[Items]
+ + + +

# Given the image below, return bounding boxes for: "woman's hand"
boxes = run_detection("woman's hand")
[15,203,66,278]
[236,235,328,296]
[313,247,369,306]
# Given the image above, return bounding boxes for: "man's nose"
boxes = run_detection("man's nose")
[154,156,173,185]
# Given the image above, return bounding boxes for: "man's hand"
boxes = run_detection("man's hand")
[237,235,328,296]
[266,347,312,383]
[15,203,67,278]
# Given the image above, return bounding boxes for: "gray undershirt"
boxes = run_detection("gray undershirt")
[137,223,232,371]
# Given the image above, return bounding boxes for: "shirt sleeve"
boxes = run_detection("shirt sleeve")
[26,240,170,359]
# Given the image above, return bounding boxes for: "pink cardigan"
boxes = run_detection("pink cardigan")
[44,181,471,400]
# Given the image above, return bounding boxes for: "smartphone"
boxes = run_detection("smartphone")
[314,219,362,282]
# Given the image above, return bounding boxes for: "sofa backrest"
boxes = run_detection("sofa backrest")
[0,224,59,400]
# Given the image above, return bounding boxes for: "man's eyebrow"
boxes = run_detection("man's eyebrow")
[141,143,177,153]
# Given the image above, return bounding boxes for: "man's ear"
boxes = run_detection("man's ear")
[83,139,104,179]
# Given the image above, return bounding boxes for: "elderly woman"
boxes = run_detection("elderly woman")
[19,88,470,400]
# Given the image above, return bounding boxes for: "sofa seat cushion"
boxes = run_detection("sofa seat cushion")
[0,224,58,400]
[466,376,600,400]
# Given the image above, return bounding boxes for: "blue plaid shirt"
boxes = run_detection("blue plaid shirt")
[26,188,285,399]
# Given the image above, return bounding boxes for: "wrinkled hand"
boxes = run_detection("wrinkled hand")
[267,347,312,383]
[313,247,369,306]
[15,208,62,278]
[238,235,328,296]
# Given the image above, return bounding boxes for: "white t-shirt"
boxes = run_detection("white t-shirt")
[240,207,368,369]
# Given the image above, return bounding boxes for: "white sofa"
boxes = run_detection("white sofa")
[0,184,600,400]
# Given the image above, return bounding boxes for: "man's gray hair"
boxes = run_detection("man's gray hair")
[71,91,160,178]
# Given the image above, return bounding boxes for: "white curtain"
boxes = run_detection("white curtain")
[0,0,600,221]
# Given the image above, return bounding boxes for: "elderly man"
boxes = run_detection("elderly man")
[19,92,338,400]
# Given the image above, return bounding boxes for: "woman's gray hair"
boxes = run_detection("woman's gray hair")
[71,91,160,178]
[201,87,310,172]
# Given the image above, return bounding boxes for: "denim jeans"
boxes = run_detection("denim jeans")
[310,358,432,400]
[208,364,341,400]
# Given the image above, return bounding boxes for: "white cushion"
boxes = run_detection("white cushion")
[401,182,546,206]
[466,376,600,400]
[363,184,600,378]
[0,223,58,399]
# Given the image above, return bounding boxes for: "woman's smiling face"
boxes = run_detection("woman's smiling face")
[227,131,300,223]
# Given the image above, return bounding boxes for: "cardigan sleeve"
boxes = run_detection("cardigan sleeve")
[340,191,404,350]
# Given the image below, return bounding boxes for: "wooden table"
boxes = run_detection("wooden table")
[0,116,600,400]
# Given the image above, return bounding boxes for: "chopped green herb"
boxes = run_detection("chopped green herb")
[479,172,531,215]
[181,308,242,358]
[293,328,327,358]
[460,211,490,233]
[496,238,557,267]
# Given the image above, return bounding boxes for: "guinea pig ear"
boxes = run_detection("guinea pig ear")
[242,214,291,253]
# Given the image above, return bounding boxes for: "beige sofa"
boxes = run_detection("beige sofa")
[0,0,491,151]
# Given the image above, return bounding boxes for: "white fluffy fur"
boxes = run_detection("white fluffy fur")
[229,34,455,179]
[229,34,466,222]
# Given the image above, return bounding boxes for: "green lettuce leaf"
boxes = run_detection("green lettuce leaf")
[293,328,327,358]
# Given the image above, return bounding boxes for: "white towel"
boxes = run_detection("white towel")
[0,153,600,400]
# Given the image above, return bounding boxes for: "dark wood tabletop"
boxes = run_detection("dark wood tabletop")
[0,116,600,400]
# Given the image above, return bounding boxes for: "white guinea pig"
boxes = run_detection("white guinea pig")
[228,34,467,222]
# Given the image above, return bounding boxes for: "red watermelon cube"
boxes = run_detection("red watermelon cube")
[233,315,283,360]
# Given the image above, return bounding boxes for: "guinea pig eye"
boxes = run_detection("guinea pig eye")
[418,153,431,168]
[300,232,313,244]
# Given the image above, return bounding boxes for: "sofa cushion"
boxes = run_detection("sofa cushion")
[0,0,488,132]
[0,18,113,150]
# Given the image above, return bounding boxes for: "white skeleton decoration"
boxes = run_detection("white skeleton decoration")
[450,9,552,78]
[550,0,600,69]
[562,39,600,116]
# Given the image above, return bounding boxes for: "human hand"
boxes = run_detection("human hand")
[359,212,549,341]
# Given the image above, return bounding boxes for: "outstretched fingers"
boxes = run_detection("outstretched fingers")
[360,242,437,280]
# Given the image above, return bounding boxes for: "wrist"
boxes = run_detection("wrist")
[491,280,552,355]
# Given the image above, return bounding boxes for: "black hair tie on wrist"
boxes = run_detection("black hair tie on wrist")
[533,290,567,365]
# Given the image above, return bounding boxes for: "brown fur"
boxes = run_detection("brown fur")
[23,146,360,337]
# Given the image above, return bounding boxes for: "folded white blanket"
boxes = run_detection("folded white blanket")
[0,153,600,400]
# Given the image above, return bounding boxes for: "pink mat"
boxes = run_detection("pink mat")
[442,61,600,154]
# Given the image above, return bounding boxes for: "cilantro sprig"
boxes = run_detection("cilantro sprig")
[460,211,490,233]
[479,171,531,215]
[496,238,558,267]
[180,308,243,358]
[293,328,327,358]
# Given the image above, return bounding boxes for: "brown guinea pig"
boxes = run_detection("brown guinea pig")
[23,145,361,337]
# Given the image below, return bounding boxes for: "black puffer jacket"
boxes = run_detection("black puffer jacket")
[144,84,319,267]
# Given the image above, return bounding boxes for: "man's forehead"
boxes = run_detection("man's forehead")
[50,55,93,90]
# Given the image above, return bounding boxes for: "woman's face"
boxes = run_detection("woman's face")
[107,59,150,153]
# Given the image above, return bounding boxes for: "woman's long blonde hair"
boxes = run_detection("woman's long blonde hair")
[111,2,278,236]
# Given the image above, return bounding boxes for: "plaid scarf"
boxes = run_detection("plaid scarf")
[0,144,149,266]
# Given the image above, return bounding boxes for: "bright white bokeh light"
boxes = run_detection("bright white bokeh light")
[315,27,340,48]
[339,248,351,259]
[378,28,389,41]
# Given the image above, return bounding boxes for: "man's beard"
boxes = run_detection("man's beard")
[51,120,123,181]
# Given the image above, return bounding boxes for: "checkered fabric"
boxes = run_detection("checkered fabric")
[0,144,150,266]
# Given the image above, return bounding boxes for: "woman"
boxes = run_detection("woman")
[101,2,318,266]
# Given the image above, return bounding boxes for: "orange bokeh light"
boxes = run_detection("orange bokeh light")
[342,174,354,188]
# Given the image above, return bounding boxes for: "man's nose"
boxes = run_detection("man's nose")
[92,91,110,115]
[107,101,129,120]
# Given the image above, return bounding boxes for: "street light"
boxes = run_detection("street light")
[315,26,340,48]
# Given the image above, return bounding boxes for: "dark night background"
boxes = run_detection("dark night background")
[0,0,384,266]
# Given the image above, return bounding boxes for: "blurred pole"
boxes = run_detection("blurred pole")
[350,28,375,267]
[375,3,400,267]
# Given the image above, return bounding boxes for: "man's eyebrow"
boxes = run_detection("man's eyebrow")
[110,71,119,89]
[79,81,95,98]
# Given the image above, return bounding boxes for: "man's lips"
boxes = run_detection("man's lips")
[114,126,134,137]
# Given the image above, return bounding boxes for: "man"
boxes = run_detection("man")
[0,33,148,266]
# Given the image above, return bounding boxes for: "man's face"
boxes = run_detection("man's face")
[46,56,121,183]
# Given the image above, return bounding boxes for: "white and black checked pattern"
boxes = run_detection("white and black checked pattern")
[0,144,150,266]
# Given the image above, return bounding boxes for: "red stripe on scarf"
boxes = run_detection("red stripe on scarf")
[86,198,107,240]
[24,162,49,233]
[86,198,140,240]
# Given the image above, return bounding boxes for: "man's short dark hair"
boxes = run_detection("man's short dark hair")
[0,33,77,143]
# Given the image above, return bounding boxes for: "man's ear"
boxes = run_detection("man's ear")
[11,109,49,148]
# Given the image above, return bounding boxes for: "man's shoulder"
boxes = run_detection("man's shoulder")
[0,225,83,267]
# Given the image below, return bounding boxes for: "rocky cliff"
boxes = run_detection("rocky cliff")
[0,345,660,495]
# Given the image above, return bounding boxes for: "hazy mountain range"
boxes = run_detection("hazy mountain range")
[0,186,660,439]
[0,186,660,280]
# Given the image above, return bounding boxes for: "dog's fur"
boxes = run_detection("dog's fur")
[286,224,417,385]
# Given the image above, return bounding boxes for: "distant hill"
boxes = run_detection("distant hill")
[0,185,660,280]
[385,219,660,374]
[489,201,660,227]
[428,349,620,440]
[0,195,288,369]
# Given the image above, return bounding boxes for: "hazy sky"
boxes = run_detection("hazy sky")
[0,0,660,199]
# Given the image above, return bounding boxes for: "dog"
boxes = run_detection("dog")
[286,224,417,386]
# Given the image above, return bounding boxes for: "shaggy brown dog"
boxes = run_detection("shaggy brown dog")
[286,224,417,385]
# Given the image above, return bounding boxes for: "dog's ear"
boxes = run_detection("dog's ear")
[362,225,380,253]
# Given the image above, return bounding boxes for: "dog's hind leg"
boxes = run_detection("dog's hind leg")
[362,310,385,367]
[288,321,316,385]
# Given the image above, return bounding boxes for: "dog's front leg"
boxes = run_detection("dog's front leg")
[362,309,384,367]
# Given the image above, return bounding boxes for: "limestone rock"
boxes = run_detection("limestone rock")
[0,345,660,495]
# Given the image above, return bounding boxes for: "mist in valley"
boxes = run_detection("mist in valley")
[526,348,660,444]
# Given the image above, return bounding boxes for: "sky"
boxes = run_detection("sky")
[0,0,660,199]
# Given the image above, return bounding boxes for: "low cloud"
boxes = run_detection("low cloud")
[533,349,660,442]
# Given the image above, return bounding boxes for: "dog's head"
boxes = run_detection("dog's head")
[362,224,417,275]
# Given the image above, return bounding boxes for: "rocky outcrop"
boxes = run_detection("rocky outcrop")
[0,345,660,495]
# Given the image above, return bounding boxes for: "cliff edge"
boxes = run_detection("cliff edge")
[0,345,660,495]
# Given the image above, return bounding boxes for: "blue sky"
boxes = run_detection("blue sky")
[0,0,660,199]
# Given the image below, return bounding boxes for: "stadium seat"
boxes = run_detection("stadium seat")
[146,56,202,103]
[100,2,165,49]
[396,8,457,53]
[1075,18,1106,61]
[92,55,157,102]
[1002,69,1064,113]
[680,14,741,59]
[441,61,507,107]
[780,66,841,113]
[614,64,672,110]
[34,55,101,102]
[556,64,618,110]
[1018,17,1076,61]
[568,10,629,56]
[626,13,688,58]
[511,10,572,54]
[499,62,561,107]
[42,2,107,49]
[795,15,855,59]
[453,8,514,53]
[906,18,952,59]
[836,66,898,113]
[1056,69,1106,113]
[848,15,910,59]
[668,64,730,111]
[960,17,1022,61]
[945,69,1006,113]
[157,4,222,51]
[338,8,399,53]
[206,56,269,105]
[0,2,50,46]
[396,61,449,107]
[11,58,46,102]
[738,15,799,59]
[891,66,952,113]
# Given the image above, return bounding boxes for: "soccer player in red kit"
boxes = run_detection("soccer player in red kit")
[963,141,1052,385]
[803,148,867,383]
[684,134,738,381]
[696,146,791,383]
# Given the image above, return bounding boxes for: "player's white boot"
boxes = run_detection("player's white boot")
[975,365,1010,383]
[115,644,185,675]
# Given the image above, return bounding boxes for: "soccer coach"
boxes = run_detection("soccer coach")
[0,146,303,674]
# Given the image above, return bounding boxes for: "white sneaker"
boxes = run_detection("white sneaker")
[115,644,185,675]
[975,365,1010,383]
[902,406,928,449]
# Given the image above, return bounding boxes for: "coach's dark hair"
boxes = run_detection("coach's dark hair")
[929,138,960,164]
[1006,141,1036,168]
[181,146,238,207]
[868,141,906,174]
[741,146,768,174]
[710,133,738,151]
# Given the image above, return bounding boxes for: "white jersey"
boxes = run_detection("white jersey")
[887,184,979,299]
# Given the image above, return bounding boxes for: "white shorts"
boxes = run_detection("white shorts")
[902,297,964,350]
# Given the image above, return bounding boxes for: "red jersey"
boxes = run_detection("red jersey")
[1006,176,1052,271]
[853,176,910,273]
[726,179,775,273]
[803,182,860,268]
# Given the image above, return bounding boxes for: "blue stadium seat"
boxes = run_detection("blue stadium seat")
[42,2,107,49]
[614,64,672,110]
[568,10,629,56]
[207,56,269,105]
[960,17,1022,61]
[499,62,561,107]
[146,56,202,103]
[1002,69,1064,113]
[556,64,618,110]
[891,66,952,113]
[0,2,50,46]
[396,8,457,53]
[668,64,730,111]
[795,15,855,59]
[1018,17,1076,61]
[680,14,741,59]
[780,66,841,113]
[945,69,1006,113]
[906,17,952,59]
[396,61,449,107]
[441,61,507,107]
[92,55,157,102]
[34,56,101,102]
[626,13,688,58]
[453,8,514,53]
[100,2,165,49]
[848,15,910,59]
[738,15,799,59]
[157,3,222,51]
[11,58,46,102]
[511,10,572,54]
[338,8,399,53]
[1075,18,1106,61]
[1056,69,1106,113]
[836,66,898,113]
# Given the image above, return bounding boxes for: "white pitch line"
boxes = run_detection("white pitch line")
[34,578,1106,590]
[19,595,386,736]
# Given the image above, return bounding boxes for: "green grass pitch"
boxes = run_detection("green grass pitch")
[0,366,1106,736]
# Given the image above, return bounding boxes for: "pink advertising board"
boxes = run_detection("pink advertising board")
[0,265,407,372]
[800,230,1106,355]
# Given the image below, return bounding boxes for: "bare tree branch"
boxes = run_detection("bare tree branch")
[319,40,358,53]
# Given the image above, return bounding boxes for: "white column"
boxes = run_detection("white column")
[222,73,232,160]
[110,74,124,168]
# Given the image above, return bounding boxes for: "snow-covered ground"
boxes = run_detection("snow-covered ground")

+ + + +

[Request]
How many lines in the rows above contain the string "elderly"? Case matters. Reply with the number alone.

[Correct result]
4